Information:

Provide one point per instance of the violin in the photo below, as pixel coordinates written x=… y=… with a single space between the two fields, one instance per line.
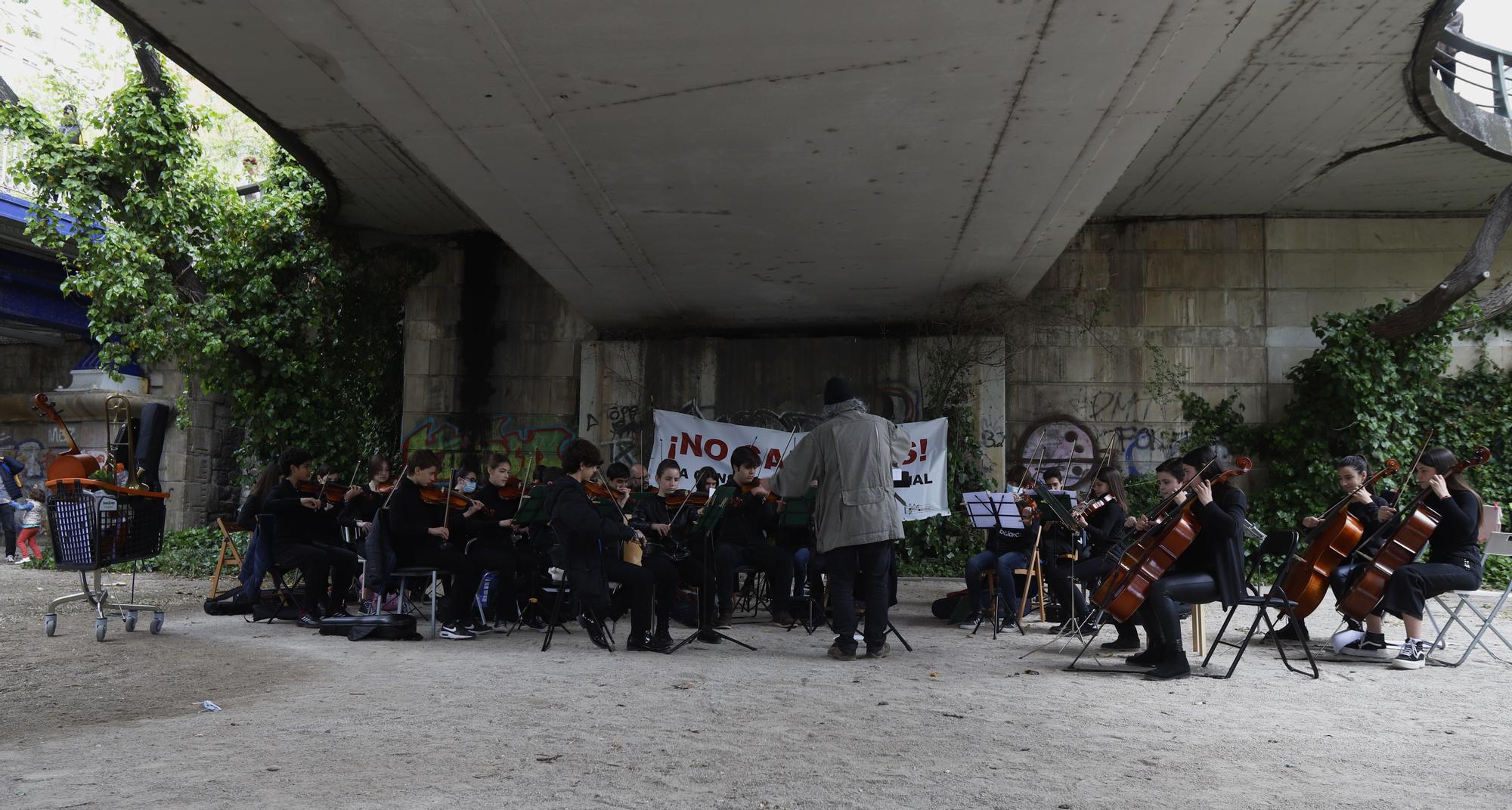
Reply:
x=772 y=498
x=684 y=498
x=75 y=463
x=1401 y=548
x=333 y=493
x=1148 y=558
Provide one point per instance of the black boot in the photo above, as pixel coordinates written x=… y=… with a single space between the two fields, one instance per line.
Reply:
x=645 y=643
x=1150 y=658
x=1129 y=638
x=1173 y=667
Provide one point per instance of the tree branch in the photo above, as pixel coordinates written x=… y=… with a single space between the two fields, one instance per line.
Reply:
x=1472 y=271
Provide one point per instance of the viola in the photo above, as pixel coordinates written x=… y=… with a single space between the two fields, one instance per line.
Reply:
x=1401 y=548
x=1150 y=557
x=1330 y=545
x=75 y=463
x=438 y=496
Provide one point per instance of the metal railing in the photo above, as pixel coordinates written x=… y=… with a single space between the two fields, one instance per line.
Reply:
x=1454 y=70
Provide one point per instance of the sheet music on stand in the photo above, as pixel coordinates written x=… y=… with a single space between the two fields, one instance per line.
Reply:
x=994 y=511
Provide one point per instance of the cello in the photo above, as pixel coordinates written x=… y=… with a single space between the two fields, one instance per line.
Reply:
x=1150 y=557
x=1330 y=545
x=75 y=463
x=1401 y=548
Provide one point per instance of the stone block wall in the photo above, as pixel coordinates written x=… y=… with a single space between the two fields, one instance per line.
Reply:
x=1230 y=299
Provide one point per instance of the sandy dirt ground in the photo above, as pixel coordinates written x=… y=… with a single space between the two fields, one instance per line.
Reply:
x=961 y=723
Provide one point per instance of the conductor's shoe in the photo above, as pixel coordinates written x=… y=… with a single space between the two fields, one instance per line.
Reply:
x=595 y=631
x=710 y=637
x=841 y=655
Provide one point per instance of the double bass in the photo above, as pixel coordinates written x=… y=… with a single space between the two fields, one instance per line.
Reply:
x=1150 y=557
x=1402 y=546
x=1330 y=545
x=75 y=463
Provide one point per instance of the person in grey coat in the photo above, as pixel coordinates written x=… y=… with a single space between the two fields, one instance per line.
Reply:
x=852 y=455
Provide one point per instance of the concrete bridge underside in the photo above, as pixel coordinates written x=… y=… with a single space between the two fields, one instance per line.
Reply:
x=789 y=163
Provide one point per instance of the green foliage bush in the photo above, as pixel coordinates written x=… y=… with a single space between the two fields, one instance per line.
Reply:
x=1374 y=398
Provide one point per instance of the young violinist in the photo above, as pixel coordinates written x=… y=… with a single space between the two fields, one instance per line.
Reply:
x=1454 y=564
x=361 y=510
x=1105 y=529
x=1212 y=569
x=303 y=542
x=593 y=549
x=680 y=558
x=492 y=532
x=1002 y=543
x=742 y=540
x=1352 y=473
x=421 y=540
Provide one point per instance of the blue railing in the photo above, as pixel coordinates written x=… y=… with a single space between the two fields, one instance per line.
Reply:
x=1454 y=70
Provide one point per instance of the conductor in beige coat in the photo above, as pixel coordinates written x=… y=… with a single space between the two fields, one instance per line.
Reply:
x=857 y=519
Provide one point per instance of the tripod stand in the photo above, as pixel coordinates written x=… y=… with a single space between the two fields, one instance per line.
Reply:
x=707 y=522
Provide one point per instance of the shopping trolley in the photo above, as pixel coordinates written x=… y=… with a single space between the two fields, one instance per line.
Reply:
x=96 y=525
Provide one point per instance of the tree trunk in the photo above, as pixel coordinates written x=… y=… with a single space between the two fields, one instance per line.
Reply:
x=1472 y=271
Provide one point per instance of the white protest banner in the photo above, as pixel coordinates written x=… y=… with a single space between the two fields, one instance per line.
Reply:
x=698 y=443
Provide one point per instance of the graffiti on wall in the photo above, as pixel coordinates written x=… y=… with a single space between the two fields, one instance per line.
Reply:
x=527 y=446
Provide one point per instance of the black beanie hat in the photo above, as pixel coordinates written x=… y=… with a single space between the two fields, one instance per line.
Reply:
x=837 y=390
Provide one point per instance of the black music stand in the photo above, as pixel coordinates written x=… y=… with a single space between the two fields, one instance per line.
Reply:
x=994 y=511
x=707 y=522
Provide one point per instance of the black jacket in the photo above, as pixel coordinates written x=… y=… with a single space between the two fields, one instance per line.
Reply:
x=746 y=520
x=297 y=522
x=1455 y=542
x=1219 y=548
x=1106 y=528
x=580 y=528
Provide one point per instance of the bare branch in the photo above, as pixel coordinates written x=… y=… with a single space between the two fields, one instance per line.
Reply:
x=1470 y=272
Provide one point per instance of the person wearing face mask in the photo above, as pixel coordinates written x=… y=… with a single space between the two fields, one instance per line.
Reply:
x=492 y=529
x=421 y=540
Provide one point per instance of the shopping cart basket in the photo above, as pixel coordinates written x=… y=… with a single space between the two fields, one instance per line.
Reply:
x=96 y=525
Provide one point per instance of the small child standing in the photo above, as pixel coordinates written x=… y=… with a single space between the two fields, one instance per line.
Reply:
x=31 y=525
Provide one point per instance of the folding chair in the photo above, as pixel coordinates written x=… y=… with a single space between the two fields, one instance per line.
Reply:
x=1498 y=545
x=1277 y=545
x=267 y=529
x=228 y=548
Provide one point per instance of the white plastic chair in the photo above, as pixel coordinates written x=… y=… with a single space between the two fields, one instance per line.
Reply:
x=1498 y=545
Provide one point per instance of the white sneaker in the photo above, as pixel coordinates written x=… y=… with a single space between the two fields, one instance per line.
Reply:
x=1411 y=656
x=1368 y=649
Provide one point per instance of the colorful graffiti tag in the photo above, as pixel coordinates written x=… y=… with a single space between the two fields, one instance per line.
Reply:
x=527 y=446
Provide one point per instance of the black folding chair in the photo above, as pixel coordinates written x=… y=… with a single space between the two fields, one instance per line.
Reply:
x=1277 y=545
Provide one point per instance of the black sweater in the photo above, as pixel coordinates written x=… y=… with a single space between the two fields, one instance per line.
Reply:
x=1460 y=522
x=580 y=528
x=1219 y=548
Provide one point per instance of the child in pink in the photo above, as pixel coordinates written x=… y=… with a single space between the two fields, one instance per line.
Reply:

Try it: Please copy the preceding records exactly and omit the images.

Response:
Provide one point per instance of the violin in the photo below, as pixel coordinates written x=… y=… with a single space between the two fields, one instance per line.
Reply:
x=772 y=498
x=684 y=498
x=75 y=463
x=1401 y=548
x=333 y=493
x=1148 y=558
Provide one point per instance of the black boot in the photo above, as pixel coordinates written x=… y=… with a single space between the two fields, one instance per line.
Reply:
x=645 y=643
x=1150 y=658
x=1129 y=638
x=1173 y=667
Provide one point per instance of the tree branch in the photo above, as pixel coordinates written x=… y=… with a single space between the two fields, one instance per line.
Reply:
x=1472 y=271
Provide one point per instance of the viola in the photo above, as pixel coordinates written x=… y=… with a single space between the two fields, one instance per line.
Reply:
x=1401 y=548
x=1150 y=557
x=1330 y=545
x=75 y=463
x=438 y=496
Provide one point per instance of the metal railing in the photo above, as pixel coordinates written x=… y=… with a single space between the two fields, one instance per line.
Reply:
x=1454 y=70
Provide one point per instance of the sheet music on stand in the photo above, as pixel coordinates written x=… y=… with a single space between the two fields, one instance per line.
Reply:
x=994 y=511
Provide one point per instance of the cello in the photo above, as pixel coordinates written x=… y=… with a single space between the two fields, one instance per line.
Reply:
x=1150 y=557
x=1330 y=545
x=75 y=463
x=1401 y=548
Provide one point per instance of the stone block wall in the photo above, as pixel coordinates written x=… y=… with a single space between the two fields, one instance per line.
Reply:
x=1230 y=299
Provide one point per instance of the sandy dirt ground in the photo above, as pixel coordinates written x=… y=… with a single space between the two fields, one instance per line.
Reply:
x=961 y=723
Provide one point per instance of the conductor's shoe in the photo above, as pixel coordinates written x=… y=… with a single space between the two fields, one instance per line.
Reply:
x=595 y=631
x=710 y=637
x=841 y=655
Provide one point per instance of the double bass in the photo above, as pixel coordinates written x=… y=… with a single space between the two fields, one instance per line.
Reply:
x=1150 y=557
x=1402 y=546
x=1330 y=545
x=75 y=463
Provide one point per instance of the person in grey coat in the photo above, as pixel coordinates written x=… y=… with a single space between the two fields, one instance per line.
Reply:
x=852 y=455
Provide one point per instance of the concrete bridge underside in the photo above, as pixel coordinates written x=… y=… with a single space between the two fields, one instance per line.
Reply:
x=789 y=163
Provide one point per instance of the green foliage bush in the photo above, as pixel coordinates written x=… y=… with a single space between the two fields, one instance per line.
Reply:
x=1374 y=398
Provide one point per instance of the young violinist in the photo above, as pixel coordinates written x=… y=… with a single space between the two fields, one instance per line.
Reply:
x=1454 y=564
x=361 y=510
x=1105 y=529
x=1212 y=569
x=303 y=542
x=593 y=549
x=680 y=558
x=492 y=532
x=1002 y=543
x=742 y=540
x=1352 y=473
x=421 y=540
Provide one point per instance of the blue railing in the photo above, as pixel coordinates written x=… y=… with a single space between the two fields, one instance per line.
Reply:
x=1454 y=70
Provide one point per instance of the conductor in beige coat in the photo above, as pixel coordinates written x=… y=… with a single space between the two fields, one instance per line.
Reply:
x=857 y=519
Provide one point per instance of the tripod stand in the photo above, as pixel coordinates written x=… y=… with a single space between the two fields, one instance per line.
Reply:
x=707 y=522
Provide one point per instance of the shopping trolley in the photo above, as pixel coordinates written x=… y=… with a single space between the two fields, one instance per line.
Reply:
x=96 y=525
Provide one point per instance of the tree trunk in the photo above, as pixel coordinates written x=… y=… with a single space between the two fields, one instance per line.
Reply:
x=1472 y=271
Provide one point per instance of the white protest banner in the photo above, as pixel coordinates written x=… y=… with a single space between the two fields, one instance per line.
Reply:
x=698 y=443
Provide one point per instance of the graffiti on wall in the photo above, as pixel coordinates written x=… y=… with a single space between the two fields, one instance per line.
Reply:
x=527 y=446
Provide one point per instance of the black beanie hat in the photo above, as pixel coordinates written x=… y=… with a single space between the two fields, one instance per line.
Reply:
x=837 y=390
Provide one point per instance of the black music stand in the photo above, as pixel coordinates written x=… y=… with a single space between the two fields, one instance per line.
Reply:
x=994 y=511
x=707 y=522
Provide one point per instance of the black jacket in the photo above, as pixel coordinates written x=… y=… with a single space between the two fields, one instance per line.
Reply:
x=746 y=520
x=297 y=522
x=1455 y=542
x=1219 y=548
x=1106 y=528
x=580 y=528
Provide one point per instance of the bare branch in the photo above, as pixel coordinates written x=… y=… with a single space between the two fields, one instance per line.
Reply:
x=1470 y=272
Provide one point per instance of the person wearing face mask in the photo above, as pixel coordinates written x=… y=… with a single space between the two fields, one instance per line.
Reply:
x=492 y=529
x=421 y=540
Provide one point per instance of the shopping cart basket in the photo above, as pixel coordinates written x=… y=… with a single space between the two fields, one instance per line.
Reply:
x=96 y=525
Provide one point per instance of the small child standing in the photo above, as pixel coordinates written x=… y=… with a single space between the two fields, one instance per line.
Reply:
x=31 y=525
Provide one point per instance of the folding chair in the photo above, as pixel coordinates written x=… y=… with a single space between the two fields, one instance per line.
Reply:
x=1498 y=545
x=1277 y=545
x=267 y=529
x=228 y=548
Provide one point per instance of the white plastic chair in the photo above, as pixel coordinates written x=… y=… with a single space between the two fields, one instance per line.
Reply:
x=1498 y=545
Provide one point per instance of the white sneaker in the photo above, as pixel coordinates written x=… y=… with a single space between the two fields, one instance per line.
Reply:
x=1411 y=656
x=1368 y=649
Provide one point per instance of the colorful graffiti tag in the photo above, as pixel coordinates written x=… y=… with a single space between the two fields, one instance per line.
Reply:
x=527 y=446
Provide one point per instance of the black folding chair in the photo above, as pixel coordinates written x=… y=… with a single space between the two fields, one instance per line.
Reply:
x=1277 y=545
Provide one point per instance of the black sweater in the photo above, as pixel coordinates written x=… y=… with a single space between the two fields, one instance per line.
Reply:
x=1460 y=522
x=580 y=528
x=1219 y=548
Provide one point per instance of the child in pink in the photo above, as pixel coordinates written x=… y=… with a single space between the two fields, one instance per line.
Reply:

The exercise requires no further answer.